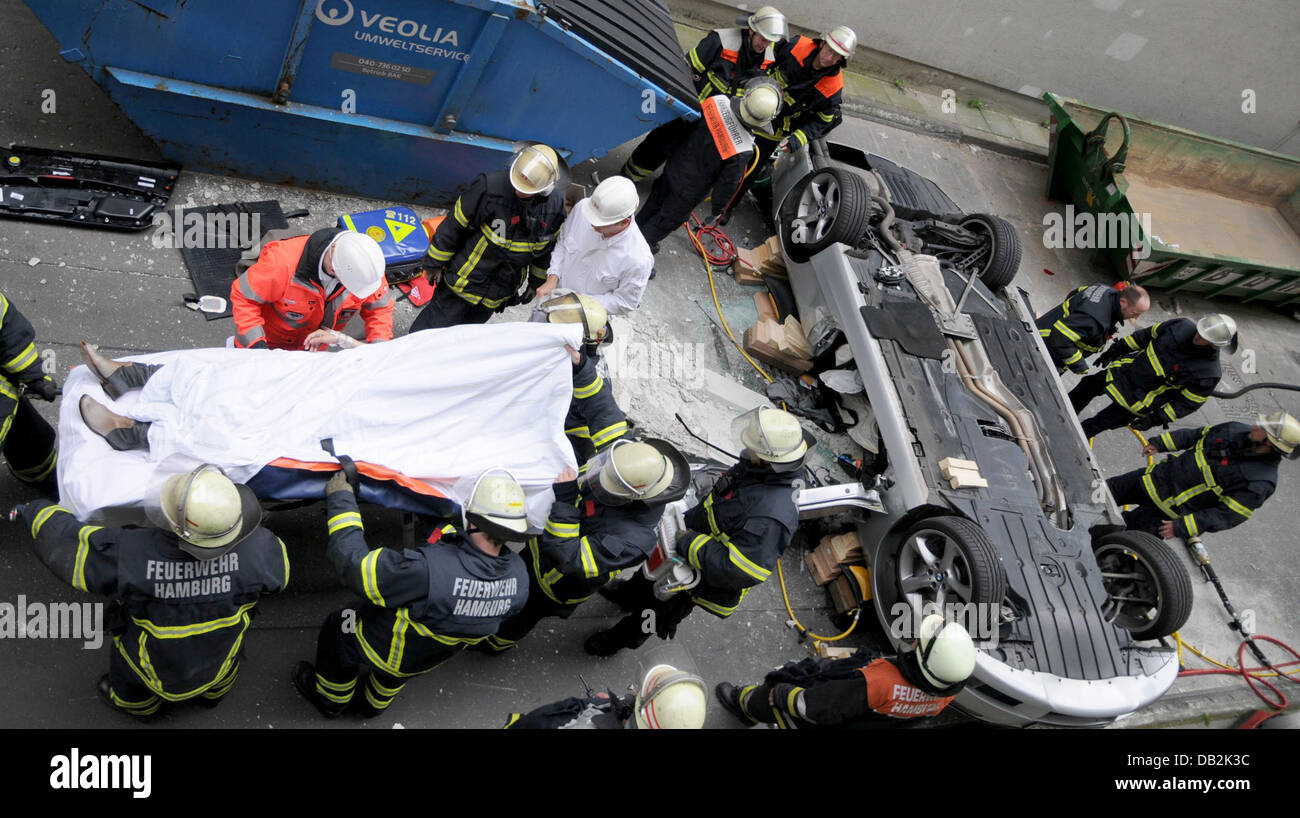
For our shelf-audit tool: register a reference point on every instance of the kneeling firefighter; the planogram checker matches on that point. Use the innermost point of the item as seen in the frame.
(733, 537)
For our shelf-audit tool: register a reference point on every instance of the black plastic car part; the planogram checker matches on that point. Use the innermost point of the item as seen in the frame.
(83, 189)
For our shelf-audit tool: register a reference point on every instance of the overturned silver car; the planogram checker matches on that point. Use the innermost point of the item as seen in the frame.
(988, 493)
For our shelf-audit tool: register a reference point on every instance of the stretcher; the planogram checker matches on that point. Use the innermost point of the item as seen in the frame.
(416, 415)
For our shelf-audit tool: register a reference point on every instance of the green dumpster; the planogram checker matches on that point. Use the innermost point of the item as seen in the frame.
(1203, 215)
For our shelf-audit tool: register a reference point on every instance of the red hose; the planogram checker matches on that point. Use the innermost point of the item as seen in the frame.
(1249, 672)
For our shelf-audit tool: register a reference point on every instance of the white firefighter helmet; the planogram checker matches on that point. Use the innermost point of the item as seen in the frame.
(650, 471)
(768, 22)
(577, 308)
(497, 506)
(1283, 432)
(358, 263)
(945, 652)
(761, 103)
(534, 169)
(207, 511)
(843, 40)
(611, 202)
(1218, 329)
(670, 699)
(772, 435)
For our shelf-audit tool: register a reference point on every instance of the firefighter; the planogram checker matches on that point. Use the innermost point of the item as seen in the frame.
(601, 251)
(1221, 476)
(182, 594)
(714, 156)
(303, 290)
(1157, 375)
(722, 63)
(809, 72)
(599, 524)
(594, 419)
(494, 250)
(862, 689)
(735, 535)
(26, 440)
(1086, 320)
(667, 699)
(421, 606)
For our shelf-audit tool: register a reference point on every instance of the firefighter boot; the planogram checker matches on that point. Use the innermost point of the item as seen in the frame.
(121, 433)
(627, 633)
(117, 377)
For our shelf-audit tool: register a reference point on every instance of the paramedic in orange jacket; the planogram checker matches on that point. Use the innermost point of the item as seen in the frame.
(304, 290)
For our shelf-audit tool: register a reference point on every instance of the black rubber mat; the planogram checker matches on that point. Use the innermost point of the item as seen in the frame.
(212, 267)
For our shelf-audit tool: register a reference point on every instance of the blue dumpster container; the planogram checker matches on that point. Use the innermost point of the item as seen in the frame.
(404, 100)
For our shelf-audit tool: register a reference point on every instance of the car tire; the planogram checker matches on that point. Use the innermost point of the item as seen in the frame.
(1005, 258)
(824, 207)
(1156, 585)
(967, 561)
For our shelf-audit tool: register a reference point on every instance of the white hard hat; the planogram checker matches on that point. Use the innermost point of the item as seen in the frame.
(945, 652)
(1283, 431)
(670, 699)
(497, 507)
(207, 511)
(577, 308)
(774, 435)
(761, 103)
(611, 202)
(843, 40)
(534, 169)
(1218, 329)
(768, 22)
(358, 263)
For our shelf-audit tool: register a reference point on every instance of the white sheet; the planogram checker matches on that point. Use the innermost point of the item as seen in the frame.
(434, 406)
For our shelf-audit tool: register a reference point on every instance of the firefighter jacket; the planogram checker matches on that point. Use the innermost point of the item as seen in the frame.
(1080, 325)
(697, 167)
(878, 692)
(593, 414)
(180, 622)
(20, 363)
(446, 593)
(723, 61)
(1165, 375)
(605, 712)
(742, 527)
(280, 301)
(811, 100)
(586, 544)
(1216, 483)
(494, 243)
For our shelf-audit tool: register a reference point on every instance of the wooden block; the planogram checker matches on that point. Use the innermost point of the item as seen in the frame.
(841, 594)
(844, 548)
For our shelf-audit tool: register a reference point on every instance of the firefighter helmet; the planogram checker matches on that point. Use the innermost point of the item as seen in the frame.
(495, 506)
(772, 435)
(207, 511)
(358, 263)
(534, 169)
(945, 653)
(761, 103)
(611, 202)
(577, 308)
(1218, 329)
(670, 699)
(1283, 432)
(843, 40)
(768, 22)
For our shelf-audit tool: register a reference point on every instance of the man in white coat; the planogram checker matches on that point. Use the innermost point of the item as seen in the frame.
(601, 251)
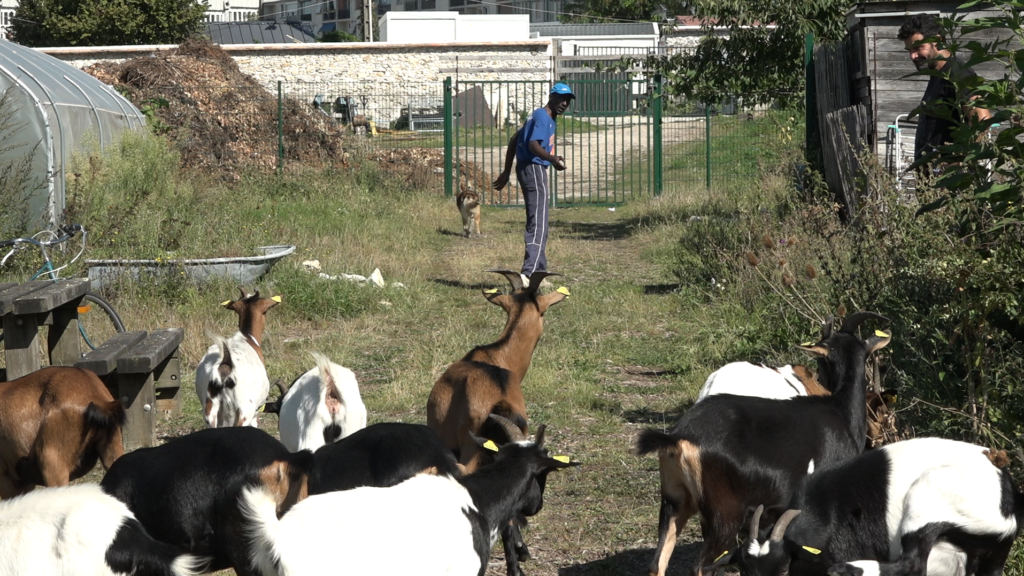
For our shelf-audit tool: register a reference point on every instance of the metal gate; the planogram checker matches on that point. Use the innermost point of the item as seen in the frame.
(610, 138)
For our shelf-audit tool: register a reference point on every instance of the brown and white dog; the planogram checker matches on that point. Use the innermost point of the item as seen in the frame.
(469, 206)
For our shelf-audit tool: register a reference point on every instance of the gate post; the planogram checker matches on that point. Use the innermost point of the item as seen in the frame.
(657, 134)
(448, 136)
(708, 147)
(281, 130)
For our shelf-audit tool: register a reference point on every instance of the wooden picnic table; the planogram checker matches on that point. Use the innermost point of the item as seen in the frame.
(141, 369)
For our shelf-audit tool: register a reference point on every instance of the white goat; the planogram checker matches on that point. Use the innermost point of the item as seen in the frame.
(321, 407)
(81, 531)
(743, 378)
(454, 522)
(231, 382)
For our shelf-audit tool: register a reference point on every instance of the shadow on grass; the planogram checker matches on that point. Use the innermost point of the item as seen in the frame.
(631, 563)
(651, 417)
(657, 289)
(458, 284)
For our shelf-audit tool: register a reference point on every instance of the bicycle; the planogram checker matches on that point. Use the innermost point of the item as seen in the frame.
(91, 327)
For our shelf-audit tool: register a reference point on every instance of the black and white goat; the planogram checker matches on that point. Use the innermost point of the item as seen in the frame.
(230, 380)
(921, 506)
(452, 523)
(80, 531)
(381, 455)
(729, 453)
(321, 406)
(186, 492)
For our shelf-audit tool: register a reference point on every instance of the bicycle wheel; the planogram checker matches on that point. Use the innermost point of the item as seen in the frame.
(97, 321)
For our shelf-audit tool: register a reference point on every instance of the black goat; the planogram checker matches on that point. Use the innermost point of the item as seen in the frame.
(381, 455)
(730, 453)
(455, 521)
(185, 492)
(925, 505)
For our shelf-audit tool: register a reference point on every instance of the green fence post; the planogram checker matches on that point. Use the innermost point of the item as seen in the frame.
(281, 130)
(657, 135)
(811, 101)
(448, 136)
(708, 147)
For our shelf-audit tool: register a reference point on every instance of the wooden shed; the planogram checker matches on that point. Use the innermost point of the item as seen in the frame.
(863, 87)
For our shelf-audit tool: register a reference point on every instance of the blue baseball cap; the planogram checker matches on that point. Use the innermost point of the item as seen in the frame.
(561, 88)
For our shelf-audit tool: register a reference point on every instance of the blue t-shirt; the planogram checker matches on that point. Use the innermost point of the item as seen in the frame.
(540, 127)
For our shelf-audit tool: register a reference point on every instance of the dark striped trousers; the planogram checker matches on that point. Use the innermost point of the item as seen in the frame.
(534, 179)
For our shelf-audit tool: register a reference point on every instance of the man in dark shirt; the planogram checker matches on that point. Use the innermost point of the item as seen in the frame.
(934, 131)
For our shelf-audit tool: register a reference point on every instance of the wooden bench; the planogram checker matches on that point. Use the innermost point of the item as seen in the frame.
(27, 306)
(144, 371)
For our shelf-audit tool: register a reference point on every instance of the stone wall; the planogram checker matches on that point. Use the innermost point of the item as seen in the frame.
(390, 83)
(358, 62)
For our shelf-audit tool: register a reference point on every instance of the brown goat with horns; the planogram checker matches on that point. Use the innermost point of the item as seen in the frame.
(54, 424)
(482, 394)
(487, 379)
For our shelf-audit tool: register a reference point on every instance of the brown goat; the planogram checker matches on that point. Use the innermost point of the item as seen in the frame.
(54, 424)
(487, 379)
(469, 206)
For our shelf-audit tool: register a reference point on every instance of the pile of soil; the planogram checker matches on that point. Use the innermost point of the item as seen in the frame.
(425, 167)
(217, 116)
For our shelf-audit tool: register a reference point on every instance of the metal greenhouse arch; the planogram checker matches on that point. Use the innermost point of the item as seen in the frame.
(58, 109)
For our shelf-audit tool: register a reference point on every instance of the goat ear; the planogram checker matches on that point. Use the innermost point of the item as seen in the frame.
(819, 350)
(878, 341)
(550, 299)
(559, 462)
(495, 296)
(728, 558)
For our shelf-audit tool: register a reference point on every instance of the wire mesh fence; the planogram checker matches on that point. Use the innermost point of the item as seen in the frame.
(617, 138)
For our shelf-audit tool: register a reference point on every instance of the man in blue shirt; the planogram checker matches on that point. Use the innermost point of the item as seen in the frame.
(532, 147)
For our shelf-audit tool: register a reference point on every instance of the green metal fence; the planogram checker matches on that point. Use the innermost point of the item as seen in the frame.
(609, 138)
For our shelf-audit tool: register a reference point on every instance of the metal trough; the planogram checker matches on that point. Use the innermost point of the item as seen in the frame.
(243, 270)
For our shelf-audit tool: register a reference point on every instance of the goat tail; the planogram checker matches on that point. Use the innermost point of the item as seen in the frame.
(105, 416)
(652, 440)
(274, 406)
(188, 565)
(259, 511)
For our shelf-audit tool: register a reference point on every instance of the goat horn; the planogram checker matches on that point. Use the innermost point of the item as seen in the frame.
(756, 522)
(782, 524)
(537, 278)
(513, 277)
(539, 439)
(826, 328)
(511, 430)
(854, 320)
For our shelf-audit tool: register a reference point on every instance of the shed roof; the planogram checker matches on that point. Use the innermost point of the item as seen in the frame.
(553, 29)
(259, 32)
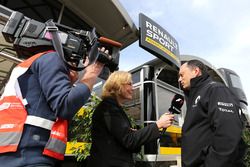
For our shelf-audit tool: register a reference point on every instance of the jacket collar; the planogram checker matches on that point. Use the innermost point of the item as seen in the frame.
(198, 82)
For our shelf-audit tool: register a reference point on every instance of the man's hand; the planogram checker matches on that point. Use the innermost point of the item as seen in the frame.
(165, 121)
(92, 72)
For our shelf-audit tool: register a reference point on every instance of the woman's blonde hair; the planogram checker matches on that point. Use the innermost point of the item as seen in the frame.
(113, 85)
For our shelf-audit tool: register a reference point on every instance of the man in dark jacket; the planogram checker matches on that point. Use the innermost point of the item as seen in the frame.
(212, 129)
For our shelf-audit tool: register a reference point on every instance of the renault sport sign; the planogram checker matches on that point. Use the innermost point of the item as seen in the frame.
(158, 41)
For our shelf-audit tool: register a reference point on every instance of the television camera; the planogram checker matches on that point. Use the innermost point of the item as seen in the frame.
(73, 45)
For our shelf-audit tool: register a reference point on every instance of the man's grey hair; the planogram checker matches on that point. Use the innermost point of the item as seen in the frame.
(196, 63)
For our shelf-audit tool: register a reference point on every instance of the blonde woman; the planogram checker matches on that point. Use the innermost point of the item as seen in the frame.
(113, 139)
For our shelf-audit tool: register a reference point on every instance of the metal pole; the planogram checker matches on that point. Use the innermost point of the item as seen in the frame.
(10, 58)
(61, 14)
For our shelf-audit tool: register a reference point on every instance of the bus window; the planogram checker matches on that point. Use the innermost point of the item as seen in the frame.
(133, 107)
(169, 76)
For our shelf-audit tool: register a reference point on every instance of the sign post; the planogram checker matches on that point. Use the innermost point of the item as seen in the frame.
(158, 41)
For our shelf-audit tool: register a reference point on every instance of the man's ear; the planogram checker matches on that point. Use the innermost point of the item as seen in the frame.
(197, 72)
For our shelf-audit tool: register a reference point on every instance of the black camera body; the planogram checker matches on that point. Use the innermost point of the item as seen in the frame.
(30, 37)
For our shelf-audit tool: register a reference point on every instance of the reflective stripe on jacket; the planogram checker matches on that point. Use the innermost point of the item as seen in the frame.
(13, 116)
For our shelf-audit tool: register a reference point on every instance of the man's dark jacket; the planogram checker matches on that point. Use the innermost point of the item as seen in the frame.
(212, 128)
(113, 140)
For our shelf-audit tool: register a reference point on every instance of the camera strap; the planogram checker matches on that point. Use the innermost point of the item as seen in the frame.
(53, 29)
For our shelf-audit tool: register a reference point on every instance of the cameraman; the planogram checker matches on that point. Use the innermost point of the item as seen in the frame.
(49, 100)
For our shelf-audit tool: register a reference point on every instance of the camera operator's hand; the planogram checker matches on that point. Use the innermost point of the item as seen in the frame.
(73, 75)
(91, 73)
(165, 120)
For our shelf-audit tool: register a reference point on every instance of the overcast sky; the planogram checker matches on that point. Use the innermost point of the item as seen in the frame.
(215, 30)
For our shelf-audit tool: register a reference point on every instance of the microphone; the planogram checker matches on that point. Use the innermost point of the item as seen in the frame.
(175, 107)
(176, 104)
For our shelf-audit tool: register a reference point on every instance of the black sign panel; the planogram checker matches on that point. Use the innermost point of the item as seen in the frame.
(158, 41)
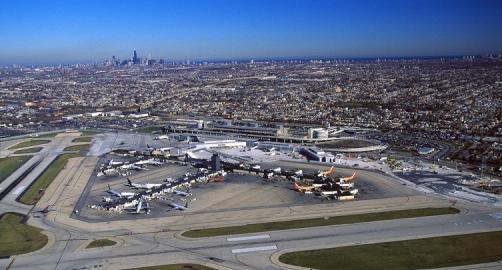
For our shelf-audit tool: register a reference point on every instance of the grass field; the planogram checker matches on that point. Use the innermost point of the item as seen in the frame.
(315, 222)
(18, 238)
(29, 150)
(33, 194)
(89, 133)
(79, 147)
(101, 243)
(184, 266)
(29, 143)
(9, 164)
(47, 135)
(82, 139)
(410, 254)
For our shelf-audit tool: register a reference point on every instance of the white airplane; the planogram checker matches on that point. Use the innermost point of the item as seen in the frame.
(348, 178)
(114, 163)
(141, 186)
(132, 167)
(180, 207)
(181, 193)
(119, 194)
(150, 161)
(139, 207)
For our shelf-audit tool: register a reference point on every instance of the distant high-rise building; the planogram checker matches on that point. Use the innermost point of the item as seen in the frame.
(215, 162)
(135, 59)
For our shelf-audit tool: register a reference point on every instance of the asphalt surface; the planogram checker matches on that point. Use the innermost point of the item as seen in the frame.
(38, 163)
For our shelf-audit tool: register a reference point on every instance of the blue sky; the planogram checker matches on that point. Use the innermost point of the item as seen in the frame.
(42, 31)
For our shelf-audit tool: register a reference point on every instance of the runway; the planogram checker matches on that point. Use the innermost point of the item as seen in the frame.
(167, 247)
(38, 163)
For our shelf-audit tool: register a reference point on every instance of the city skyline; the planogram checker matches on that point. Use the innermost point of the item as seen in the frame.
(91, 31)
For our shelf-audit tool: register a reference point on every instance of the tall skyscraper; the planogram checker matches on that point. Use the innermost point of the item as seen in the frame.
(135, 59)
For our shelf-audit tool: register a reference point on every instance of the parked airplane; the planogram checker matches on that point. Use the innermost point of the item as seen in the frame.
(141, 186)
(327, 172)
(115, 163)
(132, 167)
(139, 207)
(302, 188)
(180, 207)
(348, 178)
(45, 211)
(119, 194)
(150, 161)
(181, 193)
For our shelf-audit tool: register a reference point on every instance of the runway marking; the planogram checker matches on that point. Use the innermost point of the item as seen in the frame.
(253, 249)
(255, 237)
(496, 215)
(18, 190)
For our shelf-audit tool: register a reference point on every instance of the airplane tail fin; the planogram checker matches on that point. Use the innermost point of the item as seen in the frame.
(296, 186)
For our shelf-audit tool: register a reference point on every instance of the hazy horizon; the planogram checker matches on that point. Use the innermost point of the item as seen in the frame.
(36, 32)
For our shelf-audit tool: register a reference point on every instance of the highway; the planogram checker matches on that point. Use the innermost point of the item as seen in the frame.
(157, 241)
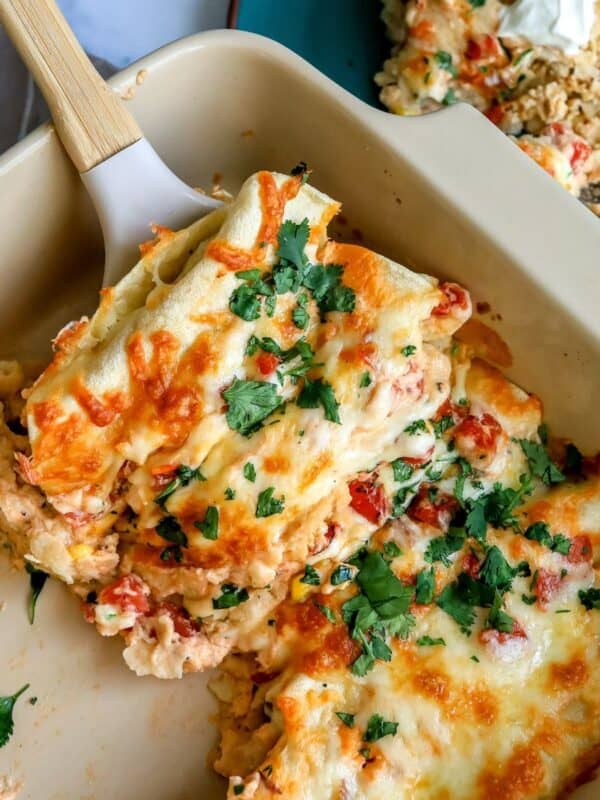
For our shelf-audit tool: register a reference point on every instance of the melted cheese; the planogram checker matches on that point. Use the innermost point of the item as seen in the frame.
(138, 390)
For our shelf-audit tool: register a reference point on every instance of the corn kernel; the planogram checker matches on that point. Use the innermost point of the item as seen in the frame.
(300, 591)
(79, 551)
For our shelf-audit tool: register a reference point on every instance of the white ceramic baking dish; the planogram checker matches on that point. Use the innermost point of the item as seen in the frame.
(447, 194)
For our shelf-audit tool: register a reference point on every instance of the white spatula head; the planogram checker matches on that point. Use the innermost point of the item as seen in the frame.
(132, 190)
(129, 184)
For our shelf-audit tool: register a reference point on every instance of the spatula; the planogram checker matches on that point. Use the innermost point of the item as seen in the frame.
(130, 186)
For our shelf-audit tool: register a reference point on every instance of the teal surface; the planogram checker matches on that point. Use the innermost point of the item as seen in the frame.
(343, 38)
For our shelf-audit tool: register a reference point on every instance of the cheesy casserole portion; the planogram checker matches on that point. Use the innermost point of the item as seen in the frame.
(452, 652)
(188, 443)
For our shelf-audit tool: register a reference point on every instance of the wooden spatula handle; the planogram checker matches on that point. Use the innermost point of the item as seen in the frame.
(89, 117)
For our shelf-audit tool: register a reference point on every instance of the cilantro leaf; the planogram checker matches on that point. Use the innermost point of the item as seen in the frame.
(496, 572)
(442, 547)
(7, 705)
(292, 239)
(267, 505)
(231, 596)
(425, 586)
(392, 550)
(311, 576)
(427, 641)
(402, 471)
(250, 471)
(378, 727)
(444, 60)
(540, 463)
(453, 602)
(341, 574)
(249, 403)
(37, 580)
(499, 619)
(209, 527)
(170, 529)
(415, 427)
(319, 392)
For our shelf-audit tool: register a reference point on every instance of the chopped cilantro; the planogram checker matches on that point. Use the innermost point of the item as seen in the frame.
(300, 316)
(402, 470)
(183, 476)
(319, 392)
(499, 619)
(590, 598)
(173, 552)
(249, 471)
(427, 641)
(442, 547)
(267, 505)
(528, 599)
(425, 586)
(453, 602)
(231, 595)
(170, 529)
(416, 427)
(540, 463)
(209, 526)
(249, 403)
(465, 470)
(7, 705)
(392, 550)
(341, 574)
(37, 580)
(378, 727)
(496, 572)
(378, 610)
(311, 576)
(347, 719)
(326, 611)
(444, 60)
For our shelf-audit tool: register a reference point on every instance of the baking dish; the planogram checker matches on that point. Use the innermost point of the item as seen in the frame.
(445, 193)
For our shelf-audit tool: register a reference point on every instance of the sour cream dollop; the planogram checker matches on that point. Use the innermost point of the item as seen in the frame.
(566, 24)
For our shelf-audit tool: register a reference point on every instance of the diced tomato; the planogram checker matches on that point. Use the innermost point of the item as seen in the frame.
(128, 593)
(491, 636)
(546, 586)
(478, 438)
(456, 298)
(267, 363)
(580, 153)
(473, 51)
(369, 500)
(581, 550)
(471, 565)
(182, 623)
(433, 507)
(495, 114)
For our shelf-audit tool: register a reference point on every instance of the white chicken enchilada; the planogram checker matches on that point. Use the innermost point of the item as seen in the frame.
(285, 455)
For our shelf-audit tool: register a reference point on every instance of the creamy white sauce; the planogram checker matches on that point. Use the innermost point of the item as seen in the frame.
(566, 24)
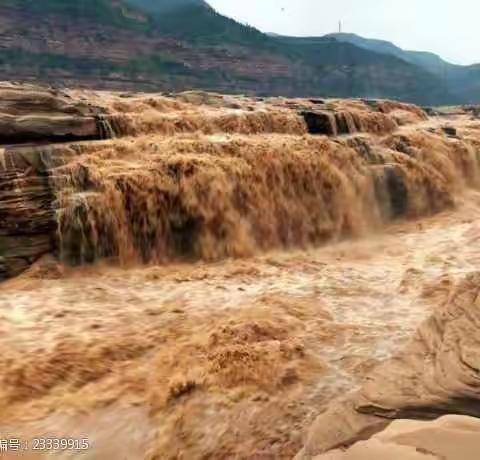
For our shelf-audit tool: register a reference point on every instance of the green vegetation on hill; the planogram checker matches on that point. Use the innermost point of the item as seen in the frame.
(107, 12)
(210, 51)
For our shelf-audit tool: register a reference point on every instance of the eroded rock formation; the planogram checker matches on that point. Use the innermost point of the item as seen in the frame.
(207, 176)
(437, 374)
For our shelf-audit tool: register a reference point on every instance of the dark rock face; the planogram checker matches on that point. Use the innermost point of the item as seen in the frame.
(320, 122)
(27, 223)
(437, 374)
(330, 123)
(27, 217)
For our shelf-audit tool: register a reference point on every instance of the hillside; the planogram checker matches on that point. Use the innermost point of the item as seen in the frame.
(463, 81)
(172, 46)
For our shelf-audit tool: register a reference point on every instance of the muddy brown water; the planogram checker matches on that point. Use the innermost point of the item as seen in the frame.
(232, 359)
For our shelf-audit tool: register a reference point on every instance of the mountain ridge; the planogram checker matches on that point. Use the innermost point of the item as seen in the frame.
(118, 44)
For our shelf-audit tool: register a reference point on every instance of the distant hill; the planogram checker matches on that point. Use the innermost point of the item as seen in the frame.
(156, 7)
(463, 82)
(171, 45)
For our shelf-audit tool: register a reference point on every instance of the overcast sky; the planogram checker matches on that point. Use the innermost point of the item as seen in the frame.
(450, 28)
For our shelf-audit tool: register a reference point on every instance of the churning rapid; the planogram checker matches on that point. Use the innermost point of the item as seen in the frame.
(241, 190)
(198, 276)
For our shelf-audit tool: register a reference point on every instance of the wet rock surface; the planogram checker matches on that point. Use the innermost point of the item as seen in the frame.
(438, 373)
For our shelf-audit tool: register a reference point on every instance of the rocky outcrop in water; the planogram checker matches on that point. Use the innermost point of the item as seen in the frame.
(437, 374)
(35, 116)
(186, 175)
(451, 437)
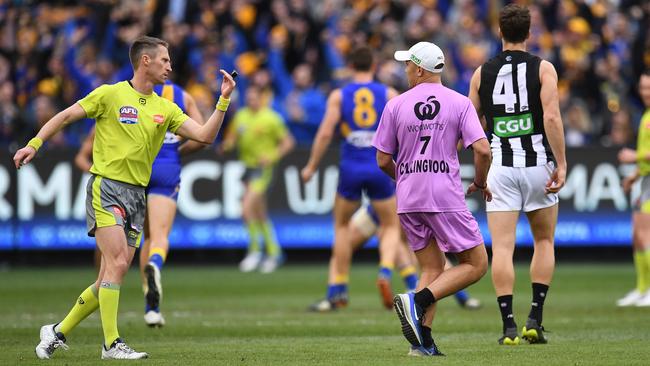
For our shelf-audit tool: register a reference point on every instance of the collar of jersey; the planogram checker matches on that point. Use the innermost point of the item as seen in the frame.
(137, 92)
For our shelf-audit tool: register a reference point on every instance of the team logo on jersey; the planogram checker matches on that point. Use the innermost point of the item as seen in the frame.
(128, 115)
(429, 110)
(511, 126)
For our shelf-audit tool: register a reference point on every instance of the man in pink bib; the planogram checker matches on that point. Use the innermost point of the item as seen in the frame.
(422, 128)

····················

Goal of the exercise => Copy the data from the line that has "of the collar" through the end, switching "jersey" to "shirt" and leaving everything else unchanged.

Written solution =>
For our shelf-audit tool: register a reference point on every instance of the collar of shirt; the planogram checker matches on that point. Use the innermost point of the item as seen in the frame.
(137, 92)
For our shelf-audit tool: register a reference point on every instance of the team logo on shirt; the planogram checker matches on that point. Use the innermost point of the item as seen in the frame.
(128, 115)
(429, 110)
(511, 126)
For our shelf-audit tool: register a reference point on every instance of the man in pink bib; the planogram checker matches on that point. Use the innermost point of the item as seen in the frame.
(422, 128)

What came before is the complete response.